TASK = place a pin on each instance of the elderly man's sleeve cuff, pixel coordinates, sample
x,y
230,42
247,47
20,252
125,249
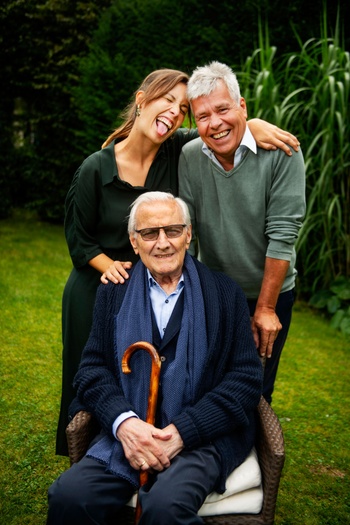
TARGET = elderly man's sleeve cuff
x,y
120,419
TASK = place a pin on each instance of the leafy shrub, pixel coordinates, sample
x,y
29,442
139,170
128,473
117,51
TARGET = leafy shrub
x,y
336,302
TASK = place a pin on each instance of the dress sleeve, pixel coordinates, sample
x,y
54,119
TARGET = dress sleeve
x,y
82,212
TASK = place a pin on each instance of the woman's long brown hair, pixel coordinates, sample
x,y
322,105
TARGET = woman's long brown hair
x,y
154,86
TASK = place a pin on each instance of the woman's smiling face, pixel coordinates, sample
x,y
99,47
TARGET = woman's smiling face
x,y
163,116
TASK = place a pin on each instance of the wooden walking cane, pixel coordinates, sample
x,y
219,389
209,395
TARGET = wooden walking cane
x,y
152,396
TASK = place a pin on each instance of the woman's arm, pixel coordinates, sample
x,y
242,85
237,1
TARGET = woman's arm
x,y
270,137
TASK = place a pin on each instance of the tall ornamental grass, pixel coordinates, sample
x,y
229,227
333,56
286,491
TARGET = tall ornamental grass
x,y
308,93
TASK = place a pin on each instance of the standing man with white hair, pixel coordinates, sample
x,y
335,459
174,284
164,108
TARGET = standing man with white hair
x,y
246,207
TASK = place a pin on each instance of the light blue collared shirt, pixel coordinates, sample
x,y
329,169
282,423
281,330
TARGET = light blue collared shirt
x,y
247,142
163,306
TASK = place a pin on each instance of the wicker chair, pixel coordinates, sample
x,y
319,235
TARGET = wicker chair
x,y
270,450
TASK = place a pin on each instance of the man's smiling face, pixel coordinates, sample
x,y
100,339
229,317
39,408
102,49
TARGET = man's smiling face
x,y
221,122
164,256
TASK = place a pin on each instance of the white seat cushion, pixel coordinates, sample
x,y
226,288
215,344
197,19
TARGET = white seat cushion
x,y
243,493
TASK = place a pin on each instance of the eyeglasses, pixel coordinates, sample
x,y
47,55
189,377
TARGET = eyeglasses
x,y
172,232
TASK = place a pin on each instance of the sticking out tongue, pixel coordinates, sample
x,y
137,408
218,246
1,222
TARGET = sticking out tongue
x,y
162,128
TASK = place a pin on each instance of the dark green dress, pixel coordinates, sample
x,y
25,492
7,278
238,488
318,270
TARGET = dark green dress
x,y
97,207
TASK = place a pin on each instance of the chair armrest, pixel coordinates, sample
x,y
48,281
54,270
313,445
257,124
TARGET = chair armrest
x,y
270,448
80,431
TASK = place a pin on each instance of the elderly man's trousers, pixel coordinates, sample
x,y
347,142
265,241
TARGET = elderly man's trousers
x,y
86,494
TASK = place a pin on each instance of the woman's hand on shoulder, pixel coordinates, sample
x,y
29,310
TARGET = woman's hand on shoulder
x,y
270,137
116,273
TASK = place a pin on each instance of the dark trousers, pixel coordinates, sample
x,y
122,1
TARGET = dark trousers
x,y
284,311
86,494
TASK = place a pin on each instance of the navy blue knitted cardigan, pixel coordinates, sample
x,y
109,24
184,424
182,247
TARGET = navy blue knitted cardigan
x,y
223,413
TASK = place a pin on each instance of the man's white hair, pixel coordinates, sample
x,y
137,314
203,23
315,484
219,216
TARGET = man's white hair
x,y
157,196
205,79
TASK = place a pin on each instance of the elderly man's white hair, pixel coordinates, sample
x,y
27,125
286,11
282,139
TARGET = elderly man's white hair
x,y
157,196
205,79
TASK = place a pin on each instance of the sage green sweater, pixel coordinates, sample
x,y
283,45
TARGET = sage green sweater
x,y
242,216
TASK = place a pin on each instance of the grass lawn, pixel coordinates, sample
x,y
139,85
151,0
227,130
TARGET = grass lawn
x,y
312,397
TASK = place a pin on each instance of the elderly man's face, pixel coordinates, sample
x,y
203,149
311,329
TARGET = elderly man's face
x,y
163,256
221,123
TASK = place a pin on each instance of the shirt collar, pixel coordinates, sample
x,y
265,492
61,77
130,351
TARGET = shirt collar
x,y
247,142
153,282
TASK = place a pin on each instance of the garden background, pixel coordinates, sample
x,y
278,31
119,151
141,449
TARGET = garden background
x,y
68,69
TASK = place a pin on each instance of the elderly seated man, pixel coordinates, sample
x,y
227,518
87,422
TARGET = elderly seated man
x,y
210,384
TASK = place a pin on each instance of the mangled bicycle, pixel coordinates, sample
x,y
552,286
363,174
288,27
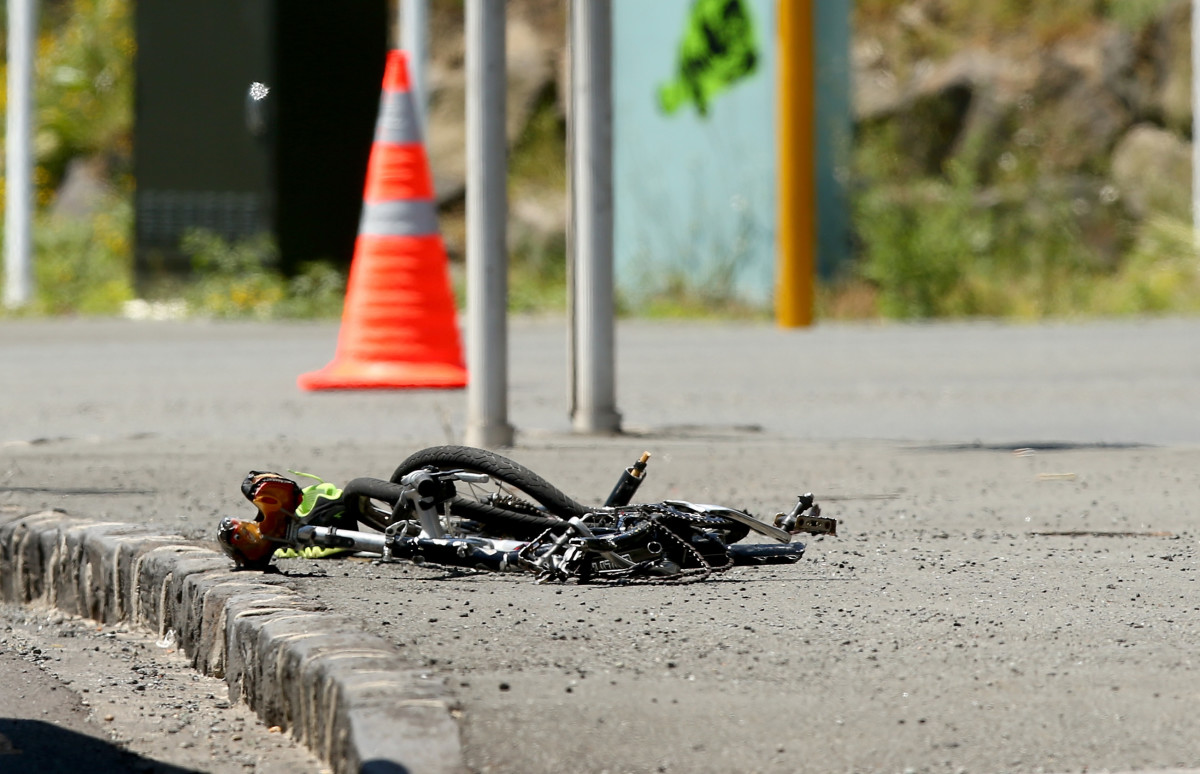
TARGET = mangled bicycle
x,y
469,508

Problem to work on
Replicate the material above verbatim; images stay out of the copy.

Answer section
TASK = place a pin on each instance of the elderly man's sleeve cuff, pixel coordinates, sample
x,y
230,42
247,47
20,252
125,249
TARGET = elderly man's sleeve cuff
x,y
120,419
TASK = place a pin on each instance of the leafy shrub, pixel coordinates, sample
x,y
29,442
139,170
128,473
117,51
TARGET = leafy shrub
x,y
336,302
TASK = place a pin on each instance of the dress sleeve, pixel coordinates, sample
x,y
54,119
TARGET = dress sleeve
x,y
82,212
TASK = place a pin on each instance of the woman's long brown hair, pixel coordinates, sample
x,y
322,105
TARGET = woman's long brown hair
x,y
154,86
TASK = place a pin on each instance of the woman's smiling face, pixel coordinates, sample
x,y
99,47
TARGET = woman's smiling face
x,y
163,116
TASK = place a pin on each instance of the wooden walking cane, pixel coordinates, sample
x,y
219,389
209,395
TARGET = wooden walking cane
x,y
152,396
TASK = place a pin on each instance of the woman's arm, pixel coordinates, sample
x,y
242,85
237,1
TARGET = woman's arm
x,y
270,137
TASK = place a pin on each instance of the tall ornamental grass, pixel coordinates, sample
x,y
229,227
333,56
286,491
TARGET = tall ornamental grass
x,y
308,93
TASK = place a pin on each instance of the standing man with white hair, pixel coordinates, sample
x,y
335,459
174,284
164,108
TARGET = standing man with white hair
x,y
246,207
TASK = place a pin on each instance of the light blue collared shirt, pixel coordinates, sample
x,y
329,169
282,423
281,330
TARGET = light blue collared shirt
x,y
247,142
163,306
TASK = place a pin on each instance of the wicker chair, pixel coordinates, sample
x,y
319,235
TARGET = wicker chair
x,y
270,450
TASK = place a pin on each instance of the man's smiling face, pixel coordinates, sample
x,y
100,339
229,317
39,408
102,49
TARGET = man's smiling face
x,y
221,122
164,256
TASK = place a pin on each instance of the white seat cushion, pixel coordinates, sample
x,y
226,288
215,344
197,19
TARGET = white seat cushion
x,y
243,493
TASK = place a pin on each instance of the eyeglasses, pixel coordinates, sample
x,y
47,55
189,377
TARGET = eyeglasses
x,y
172,232
TASK = place a pin on each instance of the sticking out tongue, pixel coordinates, sample
x,y
137,408
218,246
1,222
TARGET = sticking out tongue
x,y
162,128
TASK = place a pin on each instance of the dark green dress, pixel coordinates, sample
x,y
25,492
7,278
238,488
318,270
TARGET = dark green dress
x,y
97,207
TASK = place a pin on each instance of the chair armrest, pixel coordinates, sample
x,y
48,281
54,270
313,445
257,124
TARGET = chair armrest
x,y
270,448
80,431
TASK = place a pin on each instance of the elderly man's trousers, pixel coordinates, sample
x,y
347,142
265,241
TARGET = elderly man's trousers
x,y
86,494
TASK = place a pin on each instance of the woman's hand on shoulder, pixel coordinates, sample
x,y
29,310
TARGET = woman's hand on shoulder
x,y
270,137
116,273
TASK = place a pin on each instance of the dark trousers, pixel coordinates, sample
x,y
122,1
TARGET = dark trousers
x,y
284,311
86,494
TASK = place a pin on each instance of the navy blue knitted cardigan, pixel coordinates, sample
x,y
109,24
184,424
182,247
TARGET = navy blue knitted cardigan
x,y
223,413
TASK = place a pin on each instance of the man's white hair, pixel coordinates, sample
x,y
137,314
203,23
315,484
219,216
TARGET = man's white hair
x,y
157,196
205,79
TASK = place a pin on each instance of the elderly man's white hair, pixel coordinates, sample
x,y
27,125
286,11
282,139
TARGET = elderly man's white hair
x,y
157,196
205,79
TASK = place a pin on each instance of the sage green sweater, pixel coordinates, sample
x,y
283,45
TARGET = sage green sweater
x,y
242,216
TASK = place a pin on each instance of the grass lawn, pixel coordinates, sample
x,y
139,85
151,0
227,130
TARGET = grass lawn
x,y
312,397
TASK = place a pin on each instance of the elderly man's face, pixel coordinates, sample
x,y
203,149
311,329
TARGET = elderly man's face
x,y
163,256
221,123
TASK = place a pin on each instance of the shirt collar, pixel coordinates, sample
x,y
265,492
61,77
130,351
TARGET = shirt collar
x,y
247,142
153,282
TASK = place a pin on each instance of the garden background, pixel coordinates, sample
x,y
278,31
119,151
141,449
TARGET = garden background
x,y
68,69
TASK = place a pin on each instance of the elderly seated man, pixel coordinates, sample
x,y
227,518
87,422
TARGET = elderly seated man
x,y
210,384
TASK = place a pin on each instance of the mangled bicycle, pixel coordinates, sample
x,y
552,286
363,174
288,27
TARGET = mangled bicycle
x,y
469,508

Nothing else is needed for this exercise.